• [Assignment A]:
Transcribe everything in the figure captions from "Regionalized PCC and" down to "the same regions.".
• [Assignment B]:
According to the figure captions, how many red and green cells does each simulated image contain?

====== Selected text ======

Regionalized PCC and NMI on simulated data. Simulated images are 512 × 512 pixels with 500 red and 500 green 11 × 11 pixel square-shaped cells. The red cell locations are chosen from a Gaussian distribution centered at the location of green cells with SD (σ), which ranges from 0 to 10 and u. u indicates that the cells are placed uniformly at random within the images and with uniform random color intensity. (A) NMI calculated on simulated images with regions of sizes 6 μm × 6 μm (blue), 18 μm × 18 μm (green), 30 μm × 30 μm (red), and single pixels (1.2 μm × 1.2 μm, cyan). (B) PCC of simulated images using the same regions.

Figure 5

(A) Sample images of T:DC (T cells labeled in red and DCs labeled in green), T:FRC (T cells labeled in red and FRCs labeled in green), and T:BV (T cells labeled in green and blood vessel labeled in red). (B,C) Line plots representing the NMI (B) and PCC (C) of T cells and DCs (T:DC, green line), T cells and FRCs (T:FRC, blue dashed line), and T cells and blood vessel (T:BV, black dotted line). NMI and PCC were calculated on pixels (region length = 1.2 μm), or regionalized images of increasing side length (6, 18, and 30 μm). Red stars indicate medians for the corresponding region size, and error bars indicate the 95% confidence interval around the median (40). For NMI, Mann–Whitney p values for T:DC–T:FRC, T:DC–T:BV, and T:FRC-T:BV comparisons < e−4 for all region lengths except T:DC–T:BV (region length = 18 μm) p value = 0.0012. For PCC, Mann–Whitney p values for T:DC–T:FRC, T:DC–T:BV, and T:FRC-T:BV comparisons < e−4 for all region lengths except T:DC–T:BV (region length = 1.2 μm) p value = 0.0293. (D,E) Notched box plots comparing the NMI (D) and PCC (E) of T cells and DCs with T cells and FRCs at physiologically relevant region lengths of (6, 18, and 30 μm) for T:DC associations and 6 μm for T:FRC associations. Note different scales on the y-axis. Both NMI and PCC are greater for the physiologically relevant region sizes for T:FRC than for T:DC (comparing T:DC at 30 μm to T:FRC at 6 μm p = 0.0022; for all other comparisons p < e–4). T:DC images were from 6 image z-stacks consisting of 4,089 frames from 2 mice and 4 lymph nodes. T:FRC images were from 12 image z-stacks consisting of 9,468 frames from 3 mice and 6 lymph nodes. T:BV images were from 4 image z-stacks consisting of 4,361 frames from 2 mice and 3 lymph nodes.

====== Supplied material ======

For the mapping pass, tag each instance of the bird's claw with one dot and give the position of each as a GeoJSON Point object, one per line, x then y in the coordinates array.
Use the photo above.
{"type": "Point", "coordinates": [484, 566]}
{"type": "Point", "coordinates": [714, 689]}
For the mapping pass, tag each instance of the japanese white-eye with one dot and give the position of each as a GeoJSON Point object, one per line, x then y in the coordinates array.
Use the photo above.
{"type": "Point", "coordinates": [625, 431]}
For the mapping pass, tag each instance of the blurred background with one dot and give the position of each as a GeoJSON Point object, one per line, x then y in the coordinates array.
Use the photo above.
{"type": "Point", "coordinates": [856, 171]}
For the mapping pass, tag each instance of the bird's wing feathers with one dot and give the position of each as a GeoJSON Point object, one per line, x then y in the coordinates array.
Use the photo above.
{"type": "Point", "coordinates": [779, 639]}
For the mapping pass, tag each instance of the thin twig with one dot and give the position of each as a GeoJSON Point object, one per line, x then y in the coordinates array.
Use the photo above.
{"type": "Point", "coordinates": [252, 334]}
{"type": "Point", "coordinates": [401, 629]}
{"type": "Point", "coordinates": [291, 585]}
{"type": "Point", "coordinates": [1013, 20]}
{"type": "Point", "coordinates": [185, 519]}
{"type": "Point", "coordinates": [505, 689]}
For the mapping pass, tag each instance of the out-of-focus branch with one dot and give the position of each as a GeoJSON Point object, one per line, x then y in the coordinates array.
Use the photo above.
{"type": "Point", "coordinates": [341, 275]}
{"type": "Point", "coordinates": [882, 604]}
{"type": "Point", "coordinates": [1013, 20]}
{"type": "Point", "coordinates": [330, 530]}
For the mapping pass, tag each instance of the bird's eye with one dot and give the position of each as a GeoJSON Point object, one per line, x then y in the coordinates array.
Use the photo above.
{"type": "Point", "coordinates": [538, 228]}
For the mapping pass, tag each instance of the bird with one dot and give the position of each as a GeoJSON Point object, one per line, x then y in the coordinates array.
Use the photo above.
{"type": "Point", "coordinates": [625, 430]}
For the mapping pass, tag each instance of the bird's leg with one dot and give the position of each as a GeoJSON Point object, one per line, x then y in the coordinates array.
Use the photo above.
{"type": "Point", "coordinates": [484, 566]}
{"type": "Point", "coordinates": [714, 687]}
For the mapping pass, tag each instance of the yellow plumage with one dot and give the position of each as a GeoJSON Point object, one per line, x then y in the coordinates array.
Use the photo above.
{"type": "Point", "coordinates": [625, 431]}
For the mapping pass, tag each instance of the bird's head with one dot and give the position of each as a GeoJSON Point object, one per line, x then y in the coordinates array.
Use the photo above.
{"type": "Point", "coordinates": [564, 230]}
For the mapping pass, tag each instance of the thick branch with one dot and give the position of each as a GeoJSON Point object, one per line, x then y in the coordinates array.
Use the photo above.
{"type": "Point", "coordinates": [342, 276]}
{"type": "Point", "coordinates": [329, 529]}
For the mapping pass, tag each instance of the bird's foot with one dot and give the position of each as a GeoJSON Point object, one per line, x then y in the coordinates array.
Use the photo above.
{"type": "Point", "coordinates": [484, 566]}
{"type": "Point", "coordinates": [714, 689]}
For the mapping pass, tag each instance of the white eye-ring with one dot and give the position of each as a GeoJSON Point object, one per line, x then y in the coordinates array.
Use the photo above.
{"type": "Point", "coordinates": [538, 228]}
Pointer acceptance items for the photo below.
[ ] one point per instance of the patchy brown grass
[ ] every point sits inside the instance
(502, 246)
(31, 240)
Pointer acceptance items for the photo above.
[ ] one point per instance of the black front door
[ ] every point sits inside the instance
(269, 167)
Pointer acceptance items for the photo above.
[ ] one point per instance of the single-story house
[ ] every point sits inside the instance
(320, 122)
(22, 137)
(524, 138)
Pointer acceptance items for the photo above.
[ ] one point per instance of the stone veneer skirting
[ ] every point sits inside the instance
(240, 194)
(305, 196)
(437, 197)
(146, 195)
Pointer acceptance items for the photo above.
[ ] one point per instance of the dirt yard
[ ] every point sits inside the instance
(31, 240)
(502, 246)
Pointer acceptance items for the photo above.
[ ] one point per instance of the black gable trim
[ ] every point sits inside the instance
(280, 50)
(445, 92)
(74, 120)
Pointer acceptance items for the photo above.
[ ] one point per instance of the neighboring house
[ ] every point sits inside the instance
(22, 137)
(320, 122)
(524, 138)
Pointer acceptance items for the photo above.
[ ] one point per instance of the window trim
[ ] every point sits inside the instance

======

• [Exercise output A]:
Regionalized PCC and NMI on simulated data. Simulated images are 512 × 512 pixels with 500 red and 500 green 11 × 11 pixel square-shaped cells. The red cell locations are chosen from a Gaussian distribution centered at the location of green cells with SD (σ), which ranges from 0 to 10 and u. u indicates that the cells are placed uniformly at random within the images and with uniform random color intensity. (A) NMI calculated on simulated images with regions of sizes 6 μm × 6 μm (blue), 18 μm × 18 μm (green), 30 μm × 30 μm (red), and single pixels (1.2 μm × 1.2 μm, cyan). (B) PCC of simulated images using the same regions.

• [Exercise output B]:
500 red and 500 green cells.